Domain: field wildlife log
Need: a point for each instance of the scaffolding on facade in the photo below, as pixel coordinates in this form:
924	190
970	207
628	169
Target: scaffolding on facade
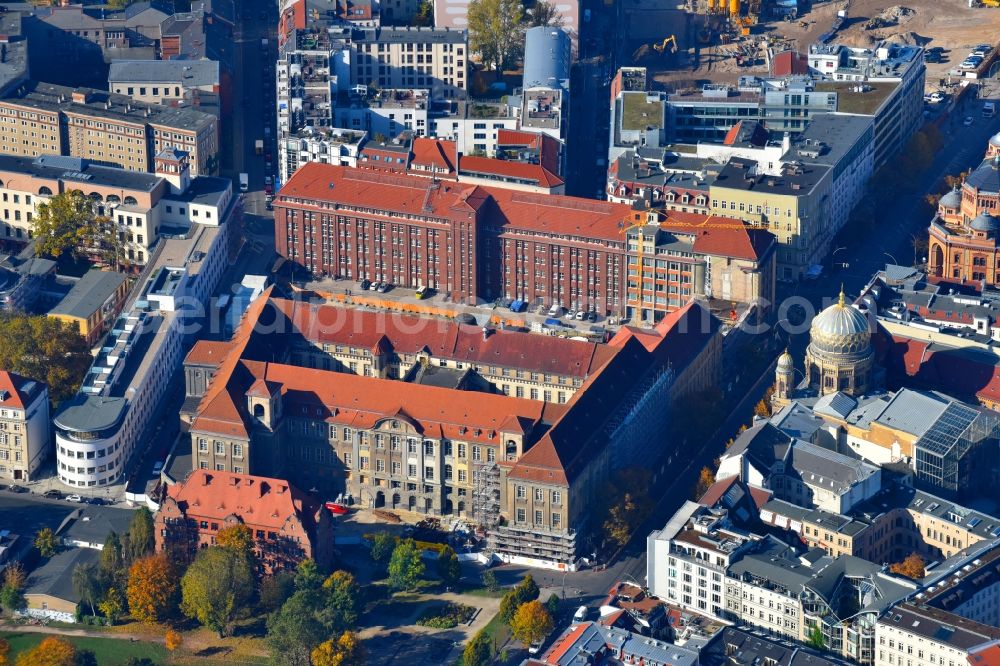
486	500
++++++++++
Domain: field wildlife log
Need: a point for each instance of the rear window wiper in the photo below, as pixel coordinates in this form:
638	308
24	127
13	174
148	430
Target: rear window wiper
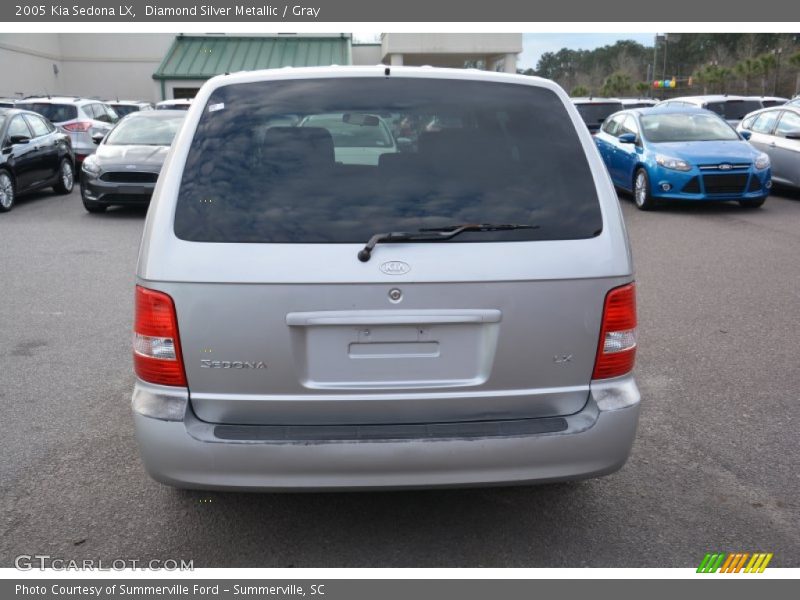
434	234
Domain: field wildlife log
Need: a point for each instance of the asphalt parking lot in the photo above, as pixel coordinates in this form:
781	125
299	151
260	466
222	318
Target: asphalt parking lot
++++++++++
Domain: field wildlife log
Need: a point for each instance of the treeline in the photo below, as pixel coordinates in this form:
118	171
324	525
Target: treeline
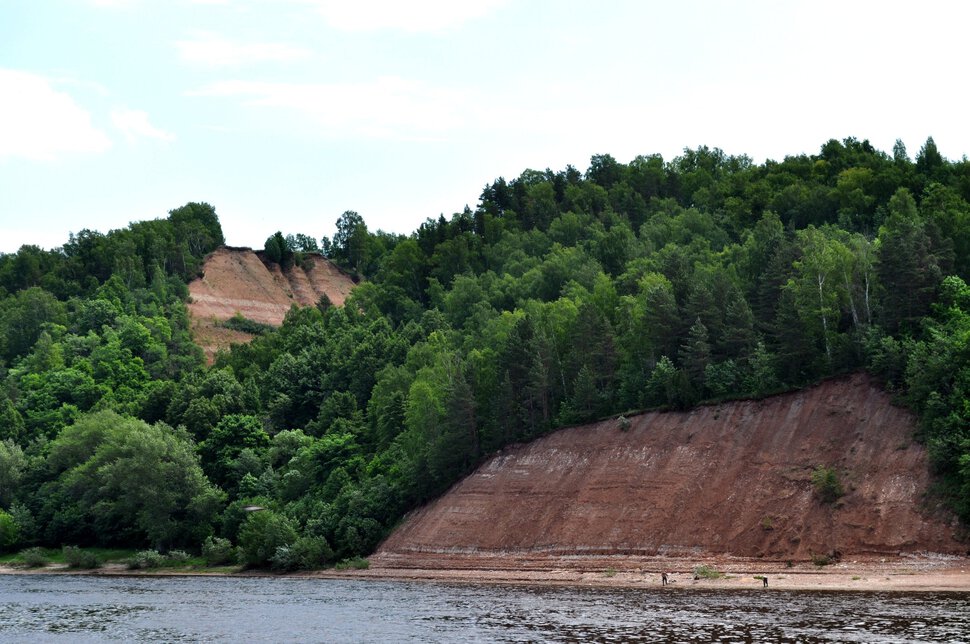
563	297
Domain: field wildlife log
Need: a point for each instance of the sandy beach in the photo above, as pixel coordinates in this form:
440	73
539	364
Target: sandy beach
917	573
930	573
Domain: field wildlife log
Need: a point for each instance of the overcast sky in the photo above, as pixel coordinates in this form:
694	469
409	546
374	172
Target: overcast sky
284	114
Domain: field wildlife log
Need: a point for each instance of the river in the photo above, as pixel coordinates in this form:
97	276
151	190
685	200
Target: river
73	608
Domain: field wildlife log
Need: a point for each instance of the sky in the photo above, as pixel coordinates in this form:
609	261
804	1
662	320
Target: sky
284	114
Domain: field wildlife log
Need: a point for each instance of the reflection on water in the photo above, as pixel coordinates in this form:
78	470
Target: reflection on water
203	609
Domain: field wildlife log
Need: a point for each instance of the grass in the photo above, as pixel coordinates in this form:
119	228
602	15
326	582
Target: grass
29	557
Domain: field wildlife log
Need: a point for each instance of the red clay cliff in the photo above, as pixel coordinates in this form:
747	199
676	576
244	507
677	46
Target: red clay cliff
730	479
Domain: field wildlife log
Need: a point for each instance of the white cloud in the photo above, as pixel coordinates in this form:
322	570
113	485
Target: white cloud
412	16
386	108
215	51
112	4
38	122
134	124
++++++++++
Find every line in the rows above that contains the word "cliff" and copy each of those lines.

Need: a point for each instance of the red clay cliff in the photo above, as pixel coordinates in this form:
Target: red clay cliff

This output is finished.